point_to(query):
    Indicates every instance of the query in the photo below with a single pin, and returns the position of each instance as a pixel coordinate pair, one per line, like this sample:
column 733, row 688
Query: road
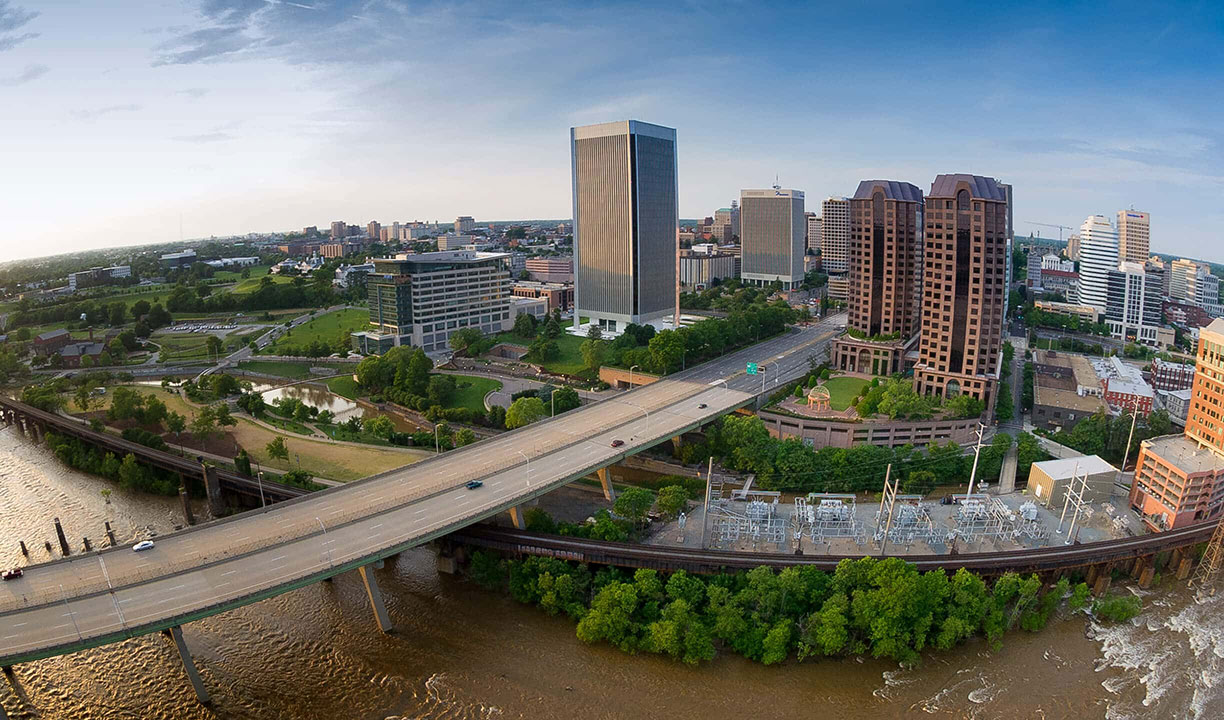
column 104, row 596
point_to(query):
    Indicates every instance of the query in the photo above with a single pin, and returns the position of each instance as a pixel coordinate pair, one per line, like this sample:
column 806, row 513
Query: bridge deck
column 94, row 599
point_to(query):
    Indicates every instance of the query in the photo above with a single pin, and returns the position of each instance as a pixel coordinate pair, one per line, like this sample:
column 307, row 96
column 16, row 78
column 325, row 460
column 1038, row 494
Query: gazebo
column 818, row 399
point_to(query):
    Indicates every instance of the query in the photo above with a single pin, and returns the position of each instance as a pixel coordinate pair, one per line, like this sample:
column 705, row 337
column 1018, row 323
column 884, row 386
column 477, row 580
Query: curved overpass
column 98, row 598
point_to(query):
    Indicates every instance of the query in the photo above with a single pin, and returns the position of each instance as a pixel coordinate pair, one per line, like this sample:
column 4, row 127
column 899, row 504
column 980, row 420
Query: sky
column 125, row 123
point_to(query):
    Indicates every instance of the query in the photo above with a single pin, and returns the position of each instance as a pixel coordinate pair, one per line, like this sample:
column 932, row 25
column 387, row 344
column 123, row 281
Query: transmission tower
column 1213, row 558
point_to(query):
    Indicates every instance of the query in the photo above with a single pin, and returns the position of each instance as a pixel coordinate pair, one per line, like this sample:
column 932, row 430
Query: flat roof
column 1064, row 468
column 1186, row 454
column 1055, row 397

---

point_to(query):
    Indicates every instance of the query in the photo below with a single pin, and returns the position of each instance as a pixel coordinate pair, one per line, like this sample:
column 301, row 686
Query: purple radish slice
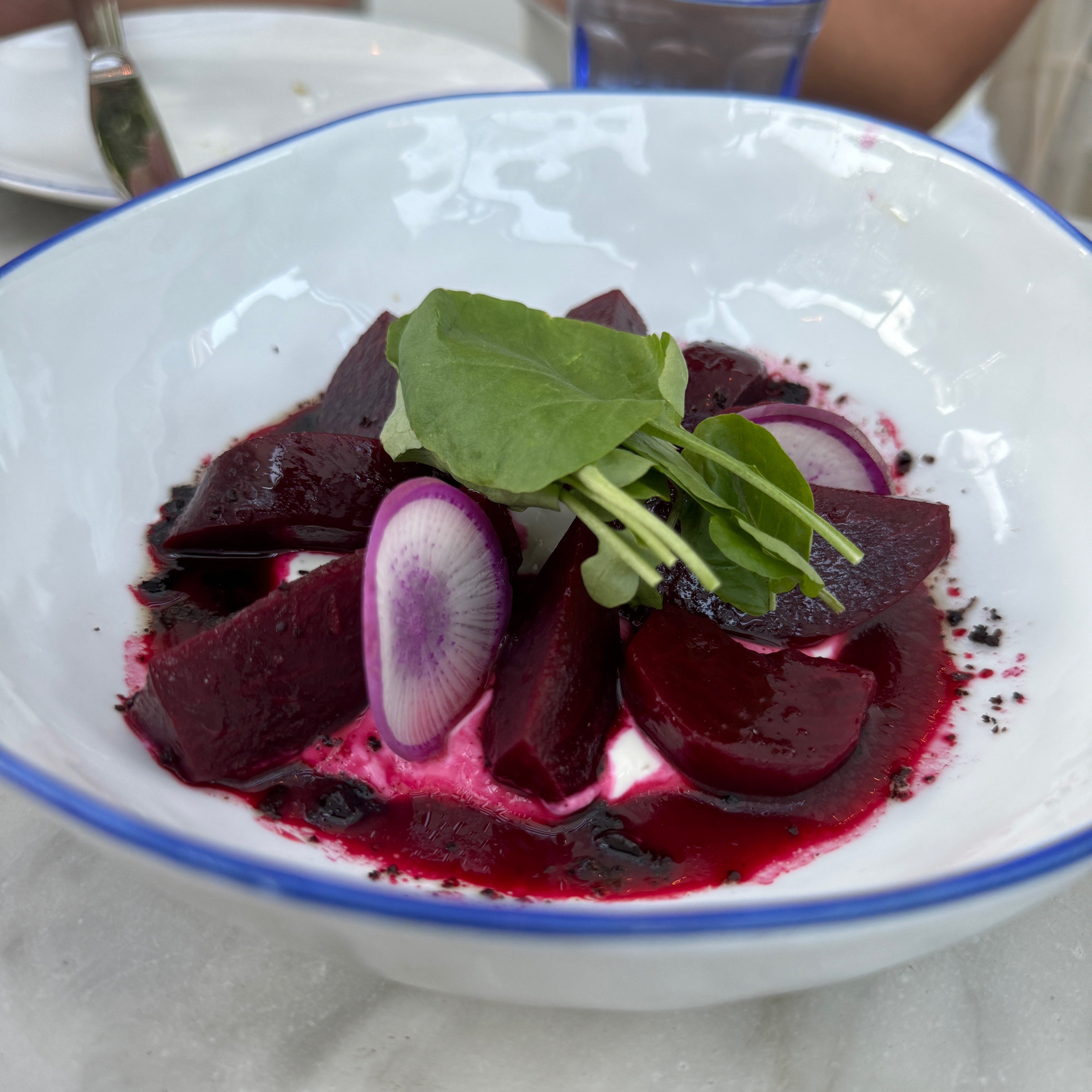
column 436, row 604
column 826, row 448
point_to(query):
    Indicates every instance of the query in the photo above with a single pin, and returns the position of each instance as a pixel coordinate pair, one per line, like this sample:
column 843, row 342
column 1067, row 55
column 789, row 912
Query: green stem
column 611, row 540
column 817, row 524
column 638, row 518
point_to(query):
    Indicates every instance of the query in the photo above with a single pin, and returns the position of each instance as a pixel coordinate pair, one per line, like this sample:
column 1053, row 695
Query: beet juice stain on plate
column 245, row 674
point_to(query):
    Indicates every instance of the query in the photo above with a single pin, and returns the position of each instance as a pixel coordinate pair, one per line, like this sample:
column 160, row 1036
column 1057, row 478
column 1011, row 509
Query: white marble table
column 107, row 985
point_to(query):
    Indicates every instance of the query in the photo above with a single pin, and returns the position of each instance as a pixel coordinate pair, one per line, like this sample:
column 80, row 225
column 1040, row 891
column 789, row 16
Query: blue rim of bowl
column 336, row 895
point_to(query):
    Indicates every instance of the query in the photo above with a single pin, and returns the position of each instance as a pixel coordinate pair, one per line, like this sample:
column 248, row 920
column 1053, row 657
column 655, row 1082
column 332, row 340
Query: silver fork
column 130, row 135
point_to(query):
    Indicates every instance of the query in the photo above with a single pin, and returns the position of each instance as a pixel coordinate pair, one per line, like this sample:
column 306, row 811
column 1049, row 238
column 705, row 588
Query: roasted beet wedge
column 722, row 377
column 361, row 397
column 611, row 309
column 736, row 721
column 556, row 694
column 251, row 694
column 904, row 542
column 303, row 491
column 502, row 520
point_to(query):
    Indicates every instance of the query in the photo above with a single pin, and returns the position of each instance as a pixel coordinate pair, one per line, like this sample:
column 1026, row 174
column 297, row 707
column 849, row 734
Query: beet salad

● Your goal
What you give back should be only the lines of the records above, starting at the line with "column 248, row 920" and ending at the line with "column 705, row 588", restated word for word.

● Result of this exercise
column 248, row 920
column 1053, row 657
column 655, row 1082
column 332, row 340
Query: silver fork
column 130, row 135
point_to(query):
    Indicates every instance of the query in the photo above with a single pin, and returns the position of each instance as a pixel coordinate pair, one per line, like this sample:
column 306, row 811
column 1049, row 238
column 705, row 588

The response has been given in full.